**Problem**
In the film review below, how does the Amish family kill a bank robber?

Small time, small town tragedies cheerfully unfold in this beautifully-colored 1955 film, in which a violent bank robbery solves every one's seething troubles: the wealthy but aimless alcoholic is freed from his cheating wife (when she's shot dead by the robbers), the shy, peeping-tom bank manager is able to clear the air with the nurse he's been lusting for (when she tends his gunshot wounds in the hospital), the old librarian in debt pays back her loan (with stolen money, but who cares?!), the father (a very orange Victor Mature) plays hero and gain his son's respect, and the Amish family (!) at the nearby farm only lose one of three children and their barn in exchange for the privilege of stabbing a bank robber to death in the back with a pitchfork.

(Records excerpted from a collection)

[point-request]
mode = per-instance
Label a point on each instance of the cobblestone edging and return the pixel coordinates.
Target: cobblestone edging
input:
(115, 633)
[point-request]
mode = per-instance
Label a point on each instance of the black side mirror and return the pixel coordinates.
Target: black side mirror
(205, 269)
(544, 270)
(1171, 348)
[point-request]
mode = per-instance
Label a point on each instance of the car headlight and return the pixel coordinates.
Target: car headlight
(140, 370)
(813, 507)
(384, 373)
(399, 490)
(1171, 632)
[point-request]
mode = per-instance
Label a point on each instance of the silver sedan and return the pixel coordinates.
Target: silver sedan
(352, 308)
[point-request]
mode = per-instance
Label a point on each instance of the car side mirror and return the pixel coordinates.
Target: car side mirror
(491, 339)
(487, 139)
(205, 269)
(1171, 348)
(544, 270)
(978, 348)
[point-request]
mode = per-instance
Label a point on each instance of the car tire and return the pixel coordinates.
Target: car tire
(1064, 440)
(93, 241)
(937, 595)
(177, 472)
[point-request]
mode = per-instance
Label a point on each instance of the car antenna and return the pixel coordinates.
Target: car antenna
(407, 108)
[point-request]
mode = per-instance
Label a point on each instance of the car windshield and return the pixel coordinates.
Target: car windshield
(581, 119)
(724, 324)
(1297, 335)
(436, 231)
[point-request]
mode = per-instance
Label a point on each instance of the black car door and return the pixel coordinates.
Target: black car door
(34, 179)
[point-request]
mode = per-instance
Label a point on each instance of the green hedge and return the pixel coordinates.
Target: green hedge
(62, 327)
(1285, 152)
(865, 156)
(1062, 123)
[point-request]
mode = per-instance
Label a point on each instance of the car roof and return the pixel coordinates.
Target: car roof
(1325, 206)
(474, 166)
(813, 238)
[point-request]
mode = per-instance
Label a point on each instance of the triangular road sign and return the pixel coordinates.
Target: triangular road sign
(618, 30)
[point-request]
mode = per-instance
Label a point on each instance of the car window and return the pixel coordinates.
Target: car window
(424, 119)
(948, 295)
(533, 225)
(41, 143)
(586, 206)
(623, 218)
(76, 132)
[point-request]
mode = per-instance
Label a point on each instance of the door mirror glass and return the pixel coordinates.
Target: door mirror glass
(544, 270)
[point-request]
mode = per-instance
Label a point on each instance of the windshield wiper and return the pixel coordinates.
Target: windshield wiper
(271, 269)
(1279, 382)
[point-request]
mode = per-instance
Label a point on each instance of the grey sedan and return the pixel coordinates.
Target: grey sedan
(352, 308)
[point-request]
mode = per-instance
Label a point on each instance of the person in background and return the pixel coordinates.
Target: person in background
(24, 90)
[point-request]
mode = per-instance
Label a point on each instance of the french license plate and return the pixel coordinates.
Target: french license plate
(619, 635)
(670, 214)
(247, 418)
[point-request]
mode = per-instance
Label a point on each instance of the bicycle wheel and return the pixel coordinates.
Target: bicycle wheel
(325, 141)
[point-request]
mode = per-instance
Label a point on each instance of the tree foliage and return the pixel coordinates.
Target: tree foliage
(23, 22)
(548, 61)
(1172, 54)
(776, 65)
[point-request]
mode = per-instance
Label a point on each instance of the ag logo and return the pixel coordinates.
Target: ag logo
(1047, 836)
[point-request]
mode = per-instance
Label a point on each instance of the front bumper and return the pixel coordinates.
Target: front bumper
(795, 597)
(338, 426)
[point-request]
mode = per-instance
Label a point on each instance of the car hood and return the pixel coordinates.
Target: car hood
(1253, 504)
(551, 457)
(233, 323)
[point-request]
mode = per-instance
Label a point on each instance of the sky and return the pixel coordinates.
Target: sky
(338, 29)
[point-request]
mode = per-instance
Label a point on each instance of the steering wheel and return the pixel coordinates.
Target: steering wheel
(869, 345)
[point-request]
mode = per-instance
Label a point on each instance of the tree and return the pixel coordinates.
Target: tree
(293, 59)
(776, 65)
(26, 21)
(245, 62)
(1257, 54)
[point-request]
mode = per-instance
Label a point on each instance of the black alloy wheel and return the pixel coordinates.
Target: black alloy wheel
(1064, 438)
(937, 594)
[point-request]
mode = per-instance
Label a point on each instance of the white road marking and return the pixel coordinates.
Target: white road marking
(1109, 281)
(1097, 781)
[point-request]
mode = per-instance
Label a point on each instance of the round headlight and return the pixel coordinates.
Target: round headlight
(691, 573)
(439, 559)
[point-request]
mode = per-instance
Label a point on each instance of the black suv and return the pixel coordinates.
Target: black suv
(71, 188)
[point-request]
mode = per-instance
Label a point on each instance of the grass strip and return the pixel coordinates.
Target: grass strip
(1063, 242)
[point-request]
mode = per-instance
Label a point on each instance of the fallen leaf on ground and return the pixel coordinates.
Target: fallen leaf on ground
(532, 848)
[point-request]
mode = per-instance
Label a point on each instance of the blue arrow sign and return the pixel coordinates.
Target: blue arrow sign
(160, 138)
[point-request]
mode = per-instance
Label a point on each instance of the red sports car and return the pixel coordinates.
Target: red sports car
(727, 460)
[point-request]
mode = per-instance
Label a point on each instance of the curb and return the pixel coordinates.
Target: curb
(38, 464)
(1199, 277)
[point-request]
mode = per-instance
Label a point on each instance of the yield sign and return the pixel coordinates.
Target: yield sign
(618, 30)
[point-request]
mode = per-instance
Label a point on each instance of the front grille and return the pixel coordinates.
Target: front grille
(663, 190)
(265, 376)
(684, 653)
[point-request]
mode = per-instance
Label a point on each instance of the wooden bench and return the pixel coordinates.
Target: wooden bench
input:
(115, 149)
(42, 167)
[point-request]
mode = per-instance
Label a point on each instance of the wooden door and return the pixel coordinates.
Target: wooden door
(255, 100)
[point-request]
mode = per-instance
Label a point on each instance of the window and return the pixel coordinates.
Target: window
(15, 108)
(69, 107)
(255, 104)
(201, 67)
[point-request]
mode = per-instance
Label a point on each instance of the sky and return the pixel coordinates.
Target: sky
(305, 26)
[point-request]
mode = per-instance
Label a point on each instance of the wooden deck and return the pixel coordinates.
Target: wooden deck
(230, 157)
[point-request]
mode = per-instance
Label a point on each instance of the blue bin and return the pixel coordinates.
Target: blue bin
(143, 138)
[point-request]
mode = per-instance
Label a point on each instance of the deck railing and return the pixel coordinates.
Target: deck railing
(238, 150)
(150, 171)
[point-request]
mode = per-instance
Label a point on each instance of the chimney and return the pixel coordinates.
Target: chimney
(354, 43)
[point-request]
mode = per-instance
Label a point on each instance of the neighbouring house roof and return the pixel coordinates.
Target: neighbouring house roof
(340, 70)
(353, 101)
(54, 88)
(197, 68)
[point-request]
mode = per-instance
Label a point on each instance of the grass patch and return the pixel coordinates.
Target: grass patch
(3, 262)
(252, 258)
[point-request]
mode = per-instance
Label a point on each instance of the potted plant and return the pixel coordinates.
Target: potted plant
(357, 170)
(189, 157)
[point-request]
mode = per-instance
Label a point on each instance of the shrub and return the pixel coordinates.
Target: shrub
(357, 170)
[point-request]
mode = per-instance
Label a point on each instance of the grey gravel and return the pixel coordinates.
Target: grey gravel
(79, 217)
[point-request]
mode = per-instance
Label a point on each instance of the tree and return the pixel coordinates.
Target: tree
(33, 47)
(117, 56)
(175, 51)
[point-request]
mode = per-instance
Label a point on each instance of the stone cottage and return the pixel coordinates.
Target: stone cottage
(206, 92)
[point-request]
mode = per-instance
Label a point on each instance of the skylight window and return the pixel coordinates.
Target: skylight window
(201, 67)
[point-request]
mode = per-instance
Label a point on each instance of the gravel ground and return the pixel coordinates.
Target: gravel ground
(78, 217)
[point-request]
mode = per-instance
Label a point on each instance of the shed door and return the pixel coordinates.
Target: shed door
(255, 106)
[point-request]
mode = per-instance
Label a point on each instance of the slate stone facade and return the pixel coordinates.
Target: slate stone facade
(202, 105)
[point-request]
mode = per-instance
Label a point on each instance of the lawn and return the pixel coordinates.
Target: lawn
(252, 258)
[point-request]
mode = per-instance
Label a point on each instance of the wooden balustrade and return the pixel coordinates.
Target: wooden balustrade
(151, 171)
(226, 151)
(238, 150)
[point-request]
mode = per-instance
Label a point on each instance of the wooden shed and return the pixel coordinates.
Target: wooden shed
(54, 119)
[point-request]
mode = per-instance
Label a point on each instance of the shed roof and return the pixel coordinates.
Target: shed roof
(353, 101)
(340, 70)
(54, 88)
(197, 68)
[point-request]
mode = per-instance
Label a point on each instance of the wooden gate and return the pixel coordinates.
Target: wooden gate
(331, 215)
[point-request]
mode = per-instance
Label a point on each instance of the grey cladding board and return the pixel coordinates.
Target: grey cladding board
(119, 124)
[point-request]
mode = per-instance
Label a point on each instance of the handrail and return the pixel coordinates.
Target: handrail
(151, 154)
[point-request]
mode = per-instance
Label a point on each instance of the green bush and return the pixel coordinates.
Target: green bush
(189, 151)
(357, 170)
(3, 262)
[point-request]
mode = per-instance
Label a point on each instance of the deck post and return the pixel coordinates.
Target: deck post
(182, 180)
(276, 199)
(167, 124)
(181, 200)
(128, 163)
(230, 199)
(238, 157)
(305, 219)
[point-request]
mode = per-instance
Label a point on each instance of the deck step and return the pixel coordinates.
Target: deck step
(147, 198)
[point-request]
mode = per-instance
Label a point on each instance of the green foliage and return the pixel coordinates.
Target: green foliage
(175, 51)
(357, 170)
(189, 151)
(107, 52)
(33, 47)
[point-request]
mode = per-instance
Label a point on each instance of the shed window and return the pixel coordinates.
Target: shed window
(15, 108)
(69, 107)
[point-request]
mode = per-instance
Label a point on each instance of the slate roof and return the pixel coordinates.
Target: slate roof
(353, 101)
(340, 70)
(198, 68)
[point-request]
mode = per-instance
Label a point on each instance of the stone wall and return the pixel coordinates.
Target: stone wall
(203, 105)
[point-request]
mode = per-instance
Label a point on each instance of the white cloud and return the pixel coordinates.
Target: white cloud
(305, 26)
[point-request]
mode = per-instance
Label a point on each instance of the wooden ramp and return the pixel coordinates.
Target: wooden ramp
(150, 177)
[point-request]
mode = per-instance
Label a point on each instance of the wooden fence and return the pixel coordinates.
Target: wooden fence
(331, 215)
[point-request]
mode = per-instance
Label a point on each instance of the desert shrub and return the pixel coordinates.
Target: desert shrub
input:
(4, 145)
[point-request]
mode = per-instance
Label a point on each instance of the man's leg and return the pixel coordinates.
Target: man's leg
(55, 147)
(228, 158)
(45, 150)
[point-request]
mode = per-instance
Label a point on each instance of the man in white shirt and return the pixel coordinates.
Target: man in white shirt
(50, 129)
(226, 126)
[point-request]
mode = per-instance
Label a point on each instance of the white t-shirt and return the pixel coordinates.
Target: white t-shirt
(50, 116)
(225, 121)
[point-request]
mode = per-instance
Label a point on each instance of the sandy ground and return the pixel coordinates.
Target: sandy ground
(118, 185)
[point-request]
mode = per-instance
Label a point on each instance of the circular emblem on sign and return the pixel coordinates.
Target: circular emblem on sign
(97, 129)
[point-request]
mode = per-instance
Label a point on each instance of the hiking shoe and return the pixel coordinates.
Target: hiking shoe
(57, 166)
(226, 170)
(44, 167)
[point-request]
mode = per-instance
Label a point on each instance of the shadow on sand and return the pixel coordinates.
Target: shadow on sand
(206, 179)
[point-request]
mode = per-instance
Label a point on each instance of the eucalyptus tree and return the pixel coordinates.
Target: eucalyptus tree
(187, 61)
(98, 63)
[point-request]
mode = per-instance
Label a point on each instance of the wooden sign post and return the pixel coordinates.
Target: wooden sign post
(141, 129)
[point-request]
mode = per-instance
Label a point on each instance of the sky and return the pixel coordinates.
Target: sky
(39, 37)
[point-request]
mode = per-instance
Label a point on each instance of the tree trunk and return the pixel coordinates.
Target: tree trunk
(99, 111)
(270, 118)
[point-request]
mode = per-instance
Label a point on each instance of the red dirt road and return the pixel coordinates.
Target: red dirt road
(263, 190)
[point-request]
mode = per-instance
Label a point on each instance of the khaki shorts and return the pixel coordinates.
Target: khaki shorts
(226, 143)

**Task solution**
They stab a bank robber to death in the back with a pitchfork.